TASK TO COMPLETE:
Every line of the data below should be retyped exactly, with no images carried over.

ENTRIES PROVIDED:
+--

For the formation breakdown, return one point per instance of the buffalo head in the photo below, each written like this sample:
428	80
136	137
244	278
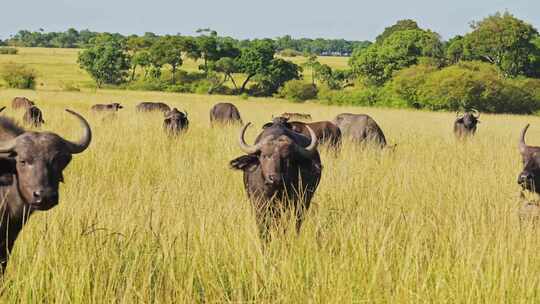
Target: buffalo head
38	159
275	154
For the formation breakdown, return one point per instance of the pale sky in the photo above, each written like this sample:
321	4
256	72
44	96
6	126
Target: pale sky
349	19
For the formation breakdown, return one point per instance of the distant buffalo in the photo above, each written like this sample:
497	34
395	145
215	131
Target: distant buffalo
360	128
33	117
175	122
281	172
465	124
226	113
111	107
21	102
529	178
326	131
31	165
296	116
153	106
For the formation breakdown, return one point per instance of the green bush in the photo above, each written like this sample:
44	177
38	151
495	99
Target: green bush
8	51
18	76
298	91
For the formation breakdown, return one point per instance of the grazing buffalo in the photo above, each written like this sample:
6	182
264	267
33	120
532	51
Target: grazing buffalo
325	131
226	113
33	117
283	168
152	106
21	102
360	128
112	107
296	116
31	165
529	178
175	122
465	124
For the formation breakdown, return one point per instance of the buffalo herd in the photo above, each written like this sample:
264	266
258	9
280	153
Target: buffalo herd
281	169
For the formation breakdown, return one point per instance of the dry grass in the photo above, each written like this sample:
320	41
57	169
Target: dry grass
146	219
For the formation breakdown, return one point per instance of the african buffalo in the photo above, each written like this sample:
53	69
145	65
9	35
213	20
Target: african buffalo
226	113
296	115
282	168
529	178
175	122
111	107
465	124
152	106
21	102
326	131
33	117
360	128
31	165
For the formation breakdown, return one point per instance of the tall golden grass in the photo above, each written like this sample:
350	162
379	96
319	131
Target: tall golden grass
148	219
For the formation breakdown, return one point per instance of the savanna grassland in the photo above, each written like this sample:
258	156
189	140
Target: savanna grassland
148	219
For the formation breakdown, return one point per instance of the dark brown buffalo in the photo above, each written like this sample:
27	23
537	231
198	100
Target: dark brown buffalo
225	113
152	106
21	102
465	124
529	178
360	128
175	122
296	116
33	117
31	165
326	131
111	107
281	171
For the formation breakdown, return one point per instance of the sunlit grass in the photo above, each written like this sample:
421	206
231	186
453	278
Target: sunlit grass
144	218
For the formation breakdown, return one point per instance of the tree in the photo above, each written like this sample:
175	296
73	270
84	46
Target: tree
167	50
106	60
256	59
503	40
402	49
401	25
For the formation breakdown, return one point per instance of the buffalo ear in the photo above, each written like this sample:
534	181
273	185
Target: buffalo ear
244	162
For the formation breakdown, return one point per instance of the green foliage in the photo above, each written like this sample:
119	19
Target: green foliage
298	91
8	51
18	76
505	41
106	60
401	49
401	25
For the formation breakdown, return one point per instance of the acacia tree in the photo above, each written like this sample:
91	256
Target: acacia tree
106	60
503	40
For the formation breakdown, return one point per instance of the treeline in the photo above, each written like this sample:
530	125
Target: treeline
80	39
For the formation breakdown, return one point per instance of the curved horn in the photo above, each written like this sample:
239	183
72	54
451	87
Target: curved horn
84	142
241	141
522	145
312	148
8	146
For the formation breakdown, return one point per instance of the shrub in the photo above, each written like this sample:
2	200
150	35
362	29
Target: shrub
290	53
8	51
298	90
18	76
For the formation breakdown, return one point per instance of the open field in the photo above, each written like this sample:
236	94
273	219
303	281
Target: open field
59	66
150	220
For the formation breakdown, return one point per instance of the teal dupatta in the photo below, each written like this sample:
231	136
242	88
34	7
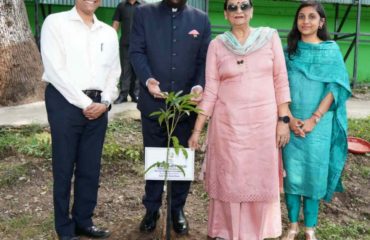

+--

EXERCISE RESULT:
For the formation breakdown, return one point per instance of the buffalo head in the photo below, each written like this sample:
428	80
136	137
244	278
Target: buffalo head
38	159
275	154
For the formation breakdown, return one point per instance of the pale sky in the photo above, each written like this sample:
321	4
256	72
44	96
6	126
Target: pale sky
349	19
For the formation breakdown, return one point per instance of the distant buffalo in the photo above, each written like this sample:
497	34
395	145
215	131
Target: distant buffalo
360	128
33	117
175	122
281	172
465	124
226	113
111	107
21	102
529	178
326	131
31	165
296	116
153	106
For the formation breakdown, return one point per instance of the green bush in the photo above, each written like this sample:
44	177
38	151
495	99
Target: green bush
8	51
18	76
298	91
For the formation breakdown, return one point per instance of the grazing buffalo in the photo above, each written like this sample:
6	182
264	267
33	120
532	51
Target: grazing buffalo
325	131
226	113
33	117
283	168
152	106
21	102
360	128
112	107
296	116
31	165
529	178
175	122
465	124
For the formation breakdown, return one point per instance of the buffalo herd in the photo above, each written like this sample:
264	266
258	9
280	153
Target: buffalo herd
281	169
For the formation breakdown, return one point per instance of the dry grass in the photo above, each written like this sample:
320	41
57	169
Target: dry grass
146	219
For the formation breakdown, return one point per instance of the african buffalo in the photo above, each written like this sample:
53	69
145	65
9	35
213	20
Target: african buffalo
226	113
296	115
282	168
529	178
175	122
111	107
465	124
152	106
21	102
326	131
33	117
360	128
31	165
For the formation breakdown, return one point per instance of the tall golden grass in the photo above, each written like this sample:
350	162
379	96
319	131
Target: tall golden grass
148	219
For the formation breakdown, return one point per instance of the savanna grassland in the photo above, each written like this sample:
258	156
189	140
Target: savanna grassland
148	219
For the formation breakdown, return one point per instance of the dark brown buffalo in the photo above, each written like this sample:
27	23
537	231
198	100
Target: dark brown buffalo
225	113
152	106
21	102
465	124
529	178
360	128
175	122
296	116
33	117
31	165
326	131
111	107
281	171
For the formation breakdown, return one point per instance of the sunlit grass in the photo above, each written like this sample:
421	206
231	186
453	278
Target: sunlit grass
144	218
For the formation breakdown, return one point per instance of the tree in the photo above, each written like this sample:
175	296
73	270
84	46
Target: tree
167	50
106	60
256	59
503	40
402	49
401	25
For the formation breakdown, return one point per instance of the buffalo ear in the photo above, each written like this sample:
534	181
273	185
Target: buffalo ear
244	162
For the formation breakdown, return one point per instance of the green foliage in the photo above, each written like this sample:
119	19
Target: green foliage
298	91
8	51
18	76
505	41
106	60
401	49
401	25
For the formation breakdown, return one point per instance of the acacia tree in the photo above, each written like this sample:
91	256
Target: acacia tree
106	60
503	40
For the formation breakdown, return one point per instance of the treeline in the photo above, each written like this sample:
530	125
Target: treeline
80	39
For the formation breakdown, return one point per instance of the curved horn in the photo above, each written like this sample:
239	183
72	54
451	87
Target: curved horn
84	142
241	141
522	145
312	148
8	146
For the formation breakdown, return one point per instance of the shrub in the photo above, each written like this sample:
2	200
150	35
362	29
Target: shrub
290	53
8	51
298	90
18	76
For the formation breakdown, return one point per instance of the open field in the photo above, each written like this sample:
236	94
273	219
303	281
Target: open field
59	66
150	220
For the formation breakdown, return one point per instance of the teal dupatta in the photo below, each written like this sample:
231	136
242	88
34	7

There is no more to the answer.